Brian Foster Jan. 13, 2021, 3:32 p.m. UTC | #2
On Wed, Jan 13, 2021 at 10:29:23AM +1100, Dave Chinner wrote:
> On Tue, Jan 12, 2021 at 05:26:15PM +0100, Christoph Hellwig wrote:
> > Add a flag to request that the iomap instances do not allocate blocks
> > by translating it to another new IOMAP_NOALLOC flag.
> 
> Except "no allocation" that is not what XFS needs for concurrent
> sub-block DIO.
> 
> We are trying to avoid external sub-block IO outside the range of
> the user data IO (COW, sub-block zeroing, etc) so that we don't
> trash adjacent sub-block IO in flight. This means we can't do
> sub-block zeroing and that then means we can't map unwritten extents
> or allocate new extents for the sub-block IO.  It also means the IO
> range cannot span EOF because that triggers unconditional sub-block
> zeroing in iomap_dio_rw_actor().
> 
> And because we may have to map multiple extents to fully span an IO
> range, we have to guarantee that subsequent extents for the IO are
> also written otherwise we have a partial write abort case. Hence we
> have single extent limitations as well.
> 
> So "no allocation" really doesn't describe what we want this flag to
> at all.
> 
> If we're going to use a flag for this specific functionality, let's
> call it what it is: IOMAP_DIO_UNALIGNED/IOMAP_UNALIGNED and do two
> things with it.
> 
> 	1. Make unaligned IO a formal part of the iomap_dio_rw()
> 	behaviour so it can do the common checks to for things that
> 	need exclusive serialisation for unaligned IO (i.e. avoid IO
> 	spanning EOF, abort if there are cached pages over the
> 	range, etc).
> 
> 	2. require the filesystem mapping callback do only allow
> 	unaligned IO into ranges that are contiguous and don't
> 	require mapping state changes or sub-block zeroing to be
> 	performed during the sub-block IO.

□ □ □ □

**Instruction A**:
Answer these questions from the iomap excerpt, one answer per line, marked like the questions:
(i) Which new flag does the proposed change translate its no-allocation request into?
(ii) Which function triggers unconditional sub-block zeroing when an IO range spans EOF?
(iii) What names does Dave Chinner suggest for the flag instead?
**Instruction B**: Reproduce the iomap excerpt word for word from "Brian Foster Jan." up to and including "new IOMAP_NOALLOC flag.".
None of the lines is needed for this work.

**Recorded information**:
□ □ □ □

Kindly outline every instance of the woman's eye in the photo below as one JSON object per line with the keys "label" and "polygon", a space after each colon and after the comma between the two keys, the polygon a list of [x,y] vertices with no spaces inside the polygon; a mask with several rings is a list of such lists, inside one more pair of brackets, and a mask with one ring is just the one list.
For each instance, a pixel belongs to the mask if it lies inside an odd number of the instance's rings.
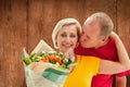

□ □ □ □

**Correct output A**:
(i) IOMAP_NOALLOC
(ii) iomap_dio_rw_actor()
(iii) IOMAP_DIO_UNALIGNED/IOMAP_UNALIGNED

**Correct output B**:
Brian Foster Jan. 13, 2021, 3:32 p.m. UTC | #2
On Wed, Jan 13, 2021 at 10:29:23AM +1100, Dave Chinner wrote:
> On Tue, Jan 12, 2021 at 05:26:15PM +0100, Christoph Hellwig wrote:
> > Add a flag to request that the iomap instances do not allocate blocks
> > by translating it to another new IOMAP_NOALLOC flag.